Vem lá da nossa Amazônia essa linda Lenda do índio Norato:
Uma das índias da tribo ribeirinha ficou grávida da cobra Sucuri, e logo nasceram os gêmeos Norato e Maria Caninana. Tendo eles corpos de cobra, a mãe foi se aconselhar com o pajé, que a orientou a colocá-los em seu habitat natural, que seria as águas do rio Tocantins. Aliviada com o destino dos filhos, que lhe pareceu o mais acertado, assim o fez.
Norato e Caninana se desenvolveram em serpentes imensas e, como seres encantados, podiam se transformar em embarcações. Enquanto Norato se divertia com esses encantamentos e protegia os humanos de desastres e afogamentos, Caninana usava seus encantos para torturá-los e gerar todo tipo de perversidade e morte contra eles.
A gêmea de Norato era seu oposto. Norato tinha senso ético e de benevolência; Caninana visava apenas o caos.

--------------------

■ OBJETIVO
Transcreva fielmente, da lenda do índio Norato, tudo o que vai de "Vem lá da nossa" até "apenas o caos.". As linhas não são necessárias para a resolução das atividades.

■ LINHAS LISTADAS
--------------------

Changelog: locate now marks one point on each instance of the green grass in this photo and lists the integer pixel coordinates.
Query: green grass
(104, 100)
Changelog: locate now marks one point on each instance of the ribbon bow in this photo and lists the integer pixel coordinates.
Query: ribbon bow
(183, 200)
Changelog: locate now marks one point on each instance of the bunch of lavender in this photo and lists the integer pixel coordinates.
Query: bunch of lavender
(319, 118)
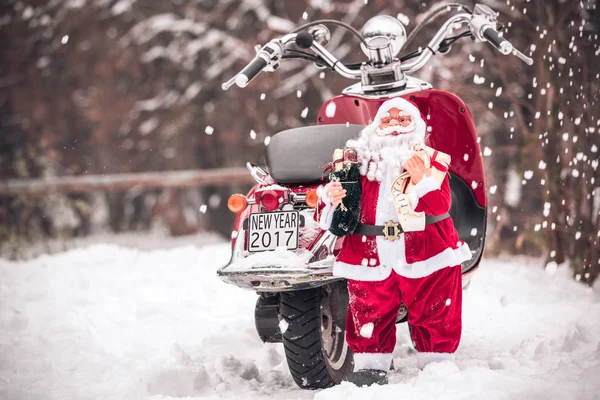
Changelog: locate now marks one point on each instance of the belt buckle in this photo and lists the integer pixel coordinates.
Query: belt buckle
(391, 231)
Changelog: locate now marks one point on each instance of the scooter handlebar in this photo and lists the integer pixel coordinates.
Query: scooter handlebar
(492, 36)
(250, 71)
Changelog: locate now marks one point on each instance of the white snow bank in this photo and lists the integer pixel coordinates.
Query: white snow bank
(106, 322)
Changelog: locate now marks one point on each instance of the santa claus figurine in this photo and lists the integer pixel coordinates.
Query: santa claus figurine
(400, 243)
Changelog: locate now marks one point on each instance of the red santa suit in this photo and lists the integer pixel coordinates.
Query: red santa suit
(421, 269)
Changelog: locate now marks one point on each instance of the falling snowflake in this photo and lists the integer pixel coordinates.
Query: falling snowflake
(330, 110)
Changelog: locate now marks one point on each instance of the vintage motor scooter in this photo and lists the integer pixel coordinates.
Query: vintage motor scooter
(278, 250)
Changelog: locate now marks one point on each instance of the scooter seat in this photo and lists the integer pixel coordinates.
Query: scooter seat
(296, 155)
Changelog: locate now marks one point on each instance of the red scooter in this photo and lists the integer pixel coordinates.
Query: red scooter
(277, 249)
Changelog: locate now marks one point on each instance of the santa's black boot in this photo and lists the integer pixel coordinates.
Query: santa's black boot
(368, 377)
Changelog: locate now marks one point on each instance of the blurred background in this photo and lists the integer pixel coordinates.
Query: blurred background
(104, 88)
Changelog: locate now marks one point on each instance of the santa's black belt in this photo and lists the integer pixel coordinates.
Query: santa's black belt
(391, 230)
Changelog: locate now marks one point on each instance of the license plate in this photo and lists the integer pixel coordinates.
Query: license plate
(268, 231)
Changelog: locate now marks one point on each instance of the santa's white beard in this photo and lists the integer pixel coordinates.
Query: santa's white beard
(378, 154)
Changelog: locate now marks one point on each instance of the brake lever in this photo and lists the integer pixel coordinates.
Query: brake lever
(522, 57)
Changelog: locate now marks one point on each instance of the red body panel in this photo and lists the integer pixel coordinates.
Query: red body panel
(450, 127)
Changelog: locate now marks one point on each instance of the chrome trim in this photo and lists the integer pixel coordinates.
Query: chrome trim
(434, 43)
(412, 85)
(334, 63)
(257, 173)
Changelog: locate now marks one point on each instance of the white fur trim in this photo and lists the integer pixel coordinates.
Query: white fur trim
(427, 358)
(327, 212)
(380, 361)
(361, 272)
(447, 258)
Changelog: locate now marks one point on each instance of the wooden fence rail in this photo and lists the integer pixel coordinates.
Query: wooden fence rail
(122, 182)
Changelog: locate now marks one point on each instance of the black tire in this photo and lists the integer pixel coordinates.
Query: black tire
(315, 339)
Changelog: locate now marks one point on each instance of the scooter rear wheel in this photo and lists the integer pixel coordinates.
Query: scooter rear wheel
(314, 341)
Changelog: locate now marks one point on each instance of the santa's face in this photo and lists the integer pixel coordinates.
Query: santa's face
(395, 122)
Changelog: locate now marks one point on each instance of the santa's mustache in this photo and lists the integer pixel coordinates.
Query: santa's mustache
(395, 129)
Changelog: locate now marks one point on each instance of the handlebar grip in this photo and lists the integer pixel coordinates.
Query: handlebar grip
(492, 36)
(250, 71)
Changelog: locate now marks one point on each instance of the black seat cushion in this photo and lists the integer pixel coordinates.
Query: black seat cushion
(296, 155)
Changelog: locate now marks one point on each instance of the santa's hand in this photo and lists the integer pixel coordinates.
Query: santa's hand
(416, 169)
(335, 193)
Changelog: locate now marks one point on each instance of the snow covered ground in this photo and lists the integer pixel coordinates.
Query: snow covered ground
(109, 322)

--------------------

■ RESPOSTA
Vem lá da nossa Amazônia essa linda Lenda do índio Norato:
Uma das índias da tribo ribeirinha ficou grávida da cobra Sucuri, e logo nasceram os gêmeos Norato e Maria Caninana. Tendo eles corpos de cobra, a mãe foi se aconselhar com o pajé, que a orientou a colocá-los em seu habitat natural, que seria as águas do rio Tocantins. Aliviada com o destino dos filhos, que lhe pareceu o mais acertado, assim o fez.
Norato e Caninana se desenvolveram em serpentes imensas e, como seres encantados, podiam se transformar em embarcações. Enquanto Norato se divertia com esses encantamentos e protegia os humanos de desastres e afogamentos, Caninana usava seus encantos para torturá-los e gerar todo tipo de perversidade e morte contra eles.
A gêmea de Norato era seu oposto. Norato tinha senso ético e de benevolência; Caninana visava apenas o caos.